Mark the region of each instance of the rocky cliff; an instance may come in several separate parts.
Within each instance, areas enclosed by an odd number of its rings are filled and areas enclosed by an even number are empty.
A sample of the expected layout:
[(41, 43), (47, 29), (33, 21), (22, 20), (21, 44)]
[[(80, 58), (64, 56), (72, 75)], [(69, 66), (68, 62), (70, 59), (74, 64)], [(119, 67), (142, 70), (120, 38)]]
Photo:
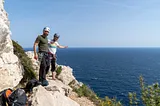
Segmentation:
[[(38, 72), (38, 61), (33, 58), (33, 52), (26, 52), (29, 58), (32, 60), (34, 69)], [(30, 97), (31, 106), (95, 106), (93, 102), (86, 97), (78, 97), (73, 89), (70, 87), (70, 83), (74, 82), (72, 86), (80, 87), (83, 83), (78, 82), (73, 75), (73, 69), (69, 66), (61, 66), (62, 71), (57, 76), (56, 80), (52, 80), (50, 75), (47, 75), (49, 85), (47, 87), (38, 86), (34, 88), (33, 94)], [(51, 74), (51, 73), (50, 73)]]
[[(4, 0), (0, 0), (0, 91), (17, 86), (23, 78), (24, 69), (18, 57), (13, 53), (10, 38), (9, 20), (4, 10)], [(26, 53), (31, 58), (35, 72), (38, 73), (39, 63), (33, 59), (33, 52)], [(79, 98), (69, 86), (81, 86), (73, 76), (72, 68), (61, 65), (62, 71), (57, 80), (47, 77), (47, 87), (38, 86), (29, 96), (28, 106), (94, 106), (87, 98)]]
[(13, 53), (9, 20), (0, 0), (0, 91), (16, 86), (22, 79), (23, 68)]

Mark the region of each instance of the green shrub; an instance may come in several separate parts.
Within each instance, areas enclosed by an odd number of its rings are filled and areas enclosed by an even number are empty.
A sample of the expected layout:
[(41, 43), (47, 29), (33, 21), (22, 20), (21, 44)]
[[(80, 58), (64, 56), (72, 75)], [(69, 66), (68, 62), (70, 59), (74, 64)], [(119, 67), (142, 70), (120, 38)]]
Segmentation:
[(30, 79), (36, 78), (36, 73), (34, 72), (31, 59), (27, 56), (23, 48), (18, 43), (16, 43), (13, 40), (12, 42), (14, 47), (14, 54), (19, 58), (24, 68), (24, 75), (21, 82), (25, 82)]

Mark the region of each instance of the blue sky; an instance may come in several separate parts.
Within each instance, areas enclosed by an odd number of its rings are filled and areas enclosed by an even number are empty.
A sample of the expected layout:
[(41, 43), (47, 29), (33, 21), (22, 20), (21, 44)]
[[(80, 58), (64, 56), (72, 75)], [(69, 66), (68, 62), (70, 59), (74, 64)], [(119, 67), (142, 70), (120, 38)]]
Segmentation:
[(44, 26), (69, 47), (159, 47), (159, 0), (6, 0), (11, 38), (32, 47)]

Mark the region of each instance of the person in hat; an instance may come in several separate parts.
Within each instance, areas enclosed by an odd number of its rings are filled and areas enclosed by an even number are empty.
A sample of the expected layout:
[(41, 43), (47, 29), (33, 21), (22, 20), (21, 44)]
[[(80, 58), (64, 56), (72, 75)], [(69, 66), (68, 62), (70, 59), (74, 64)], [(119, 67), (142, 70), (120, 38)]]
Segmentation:
[[(49, 27), (44, 27), (43, 34), (39, 35), (34, 42), (34, 59), (38, 59), (40, 62), (39, 69), (39, 81), (42, 86), (47, 86), (48, 81), (46, 80), (46, 73), (49, 70), (50, 59), (48, 55), (48, 34), (50, 32)], [(38, 53), (36, 51), (36, 47), (38, 46)]]
[(59, 35), (57, 33), (54, 34), (53, 39), (48, 42), (49, 52), (51, 54), (51, 71), (52, 71), (52, 79), (55, 80), (55, 63), (56, 63), (56, 52), (57, 48), (68, 48), (68, 46), (62, 46), (58, 43)]

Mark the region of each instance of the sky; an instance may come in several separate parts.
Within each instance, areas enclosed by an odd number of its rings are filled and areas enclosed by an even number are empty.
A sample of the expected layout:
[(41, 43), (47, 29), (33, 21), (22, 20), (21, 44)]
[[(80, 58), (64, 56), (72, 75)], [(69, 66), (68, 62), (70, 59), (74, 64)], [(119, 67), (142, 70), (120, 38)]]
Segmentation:
[(69, 47), (160, 47), (160, 0), (6, 0), (11, 38), (33, 47), (45, 26)]

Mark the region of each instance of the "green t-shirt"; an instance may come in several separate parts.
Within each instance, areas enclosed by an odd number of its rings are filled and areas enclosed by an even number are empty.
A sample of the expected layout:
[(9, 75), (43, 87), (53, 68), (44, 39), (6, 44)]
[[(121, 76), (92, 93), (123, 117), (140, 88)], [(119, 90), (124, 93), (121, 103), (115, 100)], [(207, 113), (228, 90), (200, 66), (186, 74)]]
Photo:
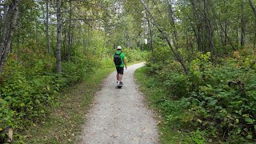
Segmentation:
[[(116, 54), (119, 54), (121, 53), (121, 50), (118, 50), (117, 52), (116, 52)], [(115, 55), (115, 54), (114, 54), (114, 56)], [(120, 65), (120, 66), (117, 66), (117, 67), (124, 67), (125, 66), (125, 64), (123, 63), (123, 59), (126, 58), (126, 55), (125, 55), (125, 54), (123, 54), (122, 52), (122, 54), (120, 54), (120, 57), (121, 57), (121, 60), (122, 60), (122, 64)]]

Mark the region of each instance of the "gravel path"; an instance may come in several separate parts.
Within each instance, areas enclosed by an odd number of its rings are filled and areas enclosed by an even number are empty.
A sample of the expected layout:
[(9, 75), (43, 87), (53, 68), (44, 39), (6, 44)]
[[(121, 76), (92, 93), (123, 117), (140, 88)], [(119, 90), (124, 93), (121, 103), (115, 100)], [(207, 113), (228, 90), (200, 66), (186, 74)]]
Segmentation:
[(158, 143), (154, 114), (147, 109), (134, 78), (134, 70), (142, 66), (125, 70), (122, 89), (115, 86), (116, 72), (105, 80), (87, 114), (82, 143)]

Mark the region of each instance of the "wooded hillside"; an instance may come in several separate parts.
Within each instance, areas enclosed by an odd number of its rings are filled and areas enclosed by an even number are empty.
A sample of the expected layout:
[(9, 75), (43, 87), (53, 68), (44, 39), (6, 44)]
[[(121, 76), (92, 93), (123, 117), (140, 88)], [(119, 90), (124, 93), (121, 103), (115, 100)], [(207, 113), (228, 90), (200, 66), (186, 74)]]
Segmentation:
[(1, 0), (0, 128), (33, 125), (54, 94), (114, 66), (122, 46), (130, 62), (147, 56), (167, 125), (181, 122), (198, 143), (255, 142), (255, 4)]

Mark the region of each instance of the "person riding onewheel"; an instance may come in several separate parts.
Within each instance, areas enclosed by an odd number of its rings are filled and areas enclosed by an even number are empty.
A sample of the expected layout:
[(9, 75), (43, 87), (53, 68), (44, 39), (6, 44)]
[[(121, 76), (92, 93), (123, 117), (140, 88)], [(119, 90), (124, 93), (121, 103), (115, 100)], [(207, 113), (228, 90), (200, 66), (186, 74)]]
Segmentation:
[(117, 69), (117, 84), (118, 86), (122, 86), (123, 83), (122, 82), (124, 66), (126, 66), (126, 70), (127, 70), (126, 55), (122, 51), (122, 47), (118, 46), (117, 47), (117, 51), (114, 54), (114, 62), (115, 64)]

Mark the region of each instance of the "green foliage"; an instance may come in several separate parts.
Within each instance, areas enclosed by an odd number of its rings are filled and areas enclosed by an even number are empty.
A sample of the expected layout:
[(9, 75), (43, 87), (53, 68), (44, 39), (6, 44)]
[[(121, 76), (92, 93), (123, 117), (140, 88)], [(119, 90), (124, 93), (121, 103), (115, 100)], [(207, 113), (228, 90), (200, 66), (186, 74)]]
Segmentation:
[(188, 75), (175, 70), (173, 64), (147, 64), (146, 74), (158, 86), (153, 89), (168, 95), (160, 97), (157, 106), (170, 126), (194, 130), (191, 140), (196, 143), (204, 143), (207, 138), (232, 142), (255, 140), (255, 70), (242, 56), (239, 61), (220, 59), (218, 65), (213, 65), (210, 56), (198, 54)]
[(62, 62), (63, 71), (57, 74), (54, 58), (25, 51), (19, 58), (9, 56), (0, 78), (0, 128), (23, 130), (33, 125), (46, 115), (47, 106), (58, 105), (56, 94), (92, 74), (97, 65), (96, 61), (76, 54), (71, 62)]

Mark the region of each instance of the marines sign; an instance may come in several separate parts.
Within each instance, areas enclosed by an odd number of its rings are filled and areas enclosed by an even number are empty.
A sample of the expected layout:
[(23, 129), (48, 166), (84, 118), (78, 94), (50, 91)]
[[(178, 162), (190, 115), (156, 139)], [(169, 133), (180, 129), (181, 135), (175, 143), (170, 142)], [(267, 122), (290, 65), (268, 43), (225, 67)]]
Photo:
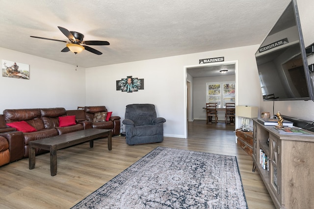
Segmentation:
[(277, 41), (276, 42), (274, 42), (272, 44), (269, 44), (267, 46), (261, 47), (260, 49), (259, 49), (259, 52), (265, 52), (266, 51), (274, 48), (275, 47), (279, 47), (279, 46), (288, 44), (288, 43), (289, 43), (289, 42), (288, 41), (288, 39), (287, 38), (286, 38), (283, 39), (281, 39), (280, 41)]
[(199, 60), (199, 64), (209, 63), (210, 62), (223, 62), (225, 61), (225, 57), (216, 58), (209, 58), (208, 59), (203, 59)]

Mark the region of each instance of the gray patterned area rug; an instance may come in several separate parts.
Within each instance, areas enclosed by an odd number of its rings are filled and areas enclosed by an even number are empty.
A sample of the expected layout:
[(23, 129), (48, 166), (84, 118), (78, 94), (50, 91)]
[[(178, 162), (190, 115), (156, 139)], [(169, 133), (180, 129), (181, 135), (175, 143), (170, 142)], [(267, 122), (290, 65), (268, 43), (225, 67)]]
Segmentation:
[(235, 157), (158, 147), (73, 209), (247, 209)]

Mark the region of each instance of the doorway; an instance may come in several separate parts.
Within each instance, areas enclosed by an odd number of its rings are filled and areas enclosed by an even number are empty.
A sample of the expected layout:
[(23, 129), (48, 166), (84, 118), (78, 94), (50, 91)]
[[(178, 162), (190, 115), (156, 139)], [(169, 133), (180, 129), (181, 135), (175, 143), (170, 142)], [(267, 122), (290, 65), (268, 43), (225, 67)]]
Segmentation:
[[(184, 88), (184, 109), (186, 110), (184, 113), (185, 118), (184, 120), (184, 128), (185, 130), (185, 138), (187, 137), (187, 121), (193, 121), (195, 119), (197, 119), (197, 116), (195, 118), (194, 115), (197, 113), (196, 111), (193, 111), (194, 108), (194, 103), (193, 100), (196, 99), (194, 95), (193, 95), (193, 77), (190, 74), (193, 74), (194, 78), (201, 78), (201, 77), (209, 77), (214, 76), (221, 76), (221, 73), (220, 72), (220, 70), (227, 70), (229, 72), (229, 75), (234, 75), (235, 78), (235, 81), (236, 82), (236, 96), (235, 96), (235, 103), (236, 105), (237, 105), (238, 100), (238, 94), (237, 93), (238, 91), (238, 78), (237, 76), (237, 72), (238, 70), (238, 64), (237, 60), (226, 61), (226, 62), (215, 62), (212, 63), (204, 64), (202, 65), (195, 65), (186, 66), (183, 67), (183, 73), (184, 78), (184, 85), (185, 87)], [(191, 71), (194, 71), (194, 73), (191, 73)], [(228, 75), (228, 72), (226, 75)], [(204, 91), (201, 92), (201, 94), (204, 94), (205, 92), (205, 85), (204, 85)], [(204, 95), (204, 94), (203, 94)], [(203, 97), (204, 98), (204, 101), (202, 100), (202, 104), (206, 103), (206, 99), (205, 96)], [(203, 100), (203, 99), (202, 99)], [(199, 105), (199, 104), (198, 105)], [(202, 107), (198, 107), (200, 109), (200, 111), (201, 110)], [(198, 111), (198, 109), (196, 109)], [(235, 126), (237, 127), (237, 120), (235, 121)]]

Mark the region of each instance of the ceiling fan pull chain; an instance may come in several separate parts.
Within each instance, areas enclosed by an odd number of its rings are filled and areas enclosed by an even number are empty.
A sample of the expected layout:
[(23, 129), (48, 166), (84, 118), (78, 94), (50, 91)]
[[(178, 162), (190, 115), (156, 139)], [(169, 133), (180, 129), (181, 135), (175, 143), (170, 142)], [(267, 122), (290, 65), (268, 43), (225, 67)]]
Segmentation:
[(76, 65), (76, 67), (75, 67), (75, 70), (77, 71), (78, 69), (78, 61), (77, 61), (77, 58), (78, 58), (78, 53), (75, 53), (75, 65)]

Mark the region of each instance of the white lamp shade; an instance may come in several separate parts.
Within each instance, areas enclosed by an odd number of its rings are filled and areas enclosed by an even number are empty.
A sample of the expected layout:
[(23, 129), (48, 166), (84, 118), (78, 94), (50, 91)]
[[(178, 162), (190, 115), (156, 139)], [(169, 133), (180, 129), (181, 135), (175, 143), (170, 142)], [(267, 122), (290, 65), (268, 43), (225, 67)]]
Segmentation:
[(79, 44), (70, 43), (67, 44), (70, 51), (74, 53), (79, 53), (85, 49), (84, 47)]
[(236, 106), (236, 116), (249, 118), (257, 118), (259, 107), (254, 106)]

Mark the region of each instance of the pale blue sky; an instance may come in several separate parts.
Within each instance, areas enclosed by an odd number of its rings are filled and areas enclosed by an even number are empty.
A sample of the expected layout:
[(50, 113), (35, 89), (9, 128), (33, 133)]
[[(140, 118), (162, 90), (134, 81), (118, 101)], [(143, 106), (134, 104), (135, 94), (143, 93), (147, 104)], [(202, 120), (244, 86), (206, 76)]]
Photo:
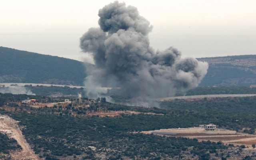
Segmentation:
[[(98, 26), (98, 10), (112, 2), (4, 1), (0, 46), (91, 62), (80, 52), (79, 38)], [(256, 54), (255, 0), (124, 2), (154, 26), (149, 36), (155, 50), (172, 46), (195, 58)]]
........
Rewrite the part of the material that begins at the line containing "Mark the region of each instance of the marines" and ends after the line containing "59), (203, 59)]" as a numbered list without blank lines, and omit the picture.

**OUTPUT FOR THIS EXERCISE**
1. Mark the region of each instance of the marines sign; an instance may come in several separate parts.
2. Within each instance, areas enclosed by an odd number of its rings are filled and areas enclosed by an even number are empty.
3. A sample of the expected layout:
4. [(23, 129), (48, 166), (84, 118), (78, 94), (50, 91)]
5. [[(178, 162), (190, 115), (156, 139)], [(169, 133), (180, 129), (181, 135), (175, 143), (170, 142)], [(267, 122), (290, 65), (268, 43), (225, 67)]]
6. Photo:
7. Segmentation:
8. [(277, 41), (276, 42), (274, 42), (272, 44), (269, 44), (267, 46), (261, 47), (260, 49), (259, 49), (259, 52), (265, 52), (266, 51), (274, 48), (275, 47), (279, 47), (279, 46), (288, 44), (288, 43), (289, 43), (289, 42), (288, 41), (288, 39), (287, 38), (286, 38), (283, 39), (281, 39), (280, 41)]
9. [(199, 60), (199, 64), (209, 63), (210, 62), (223, 62), (225, 61), (225, 57), (216, 58), (209, 58), (208, 59), (203, 59)]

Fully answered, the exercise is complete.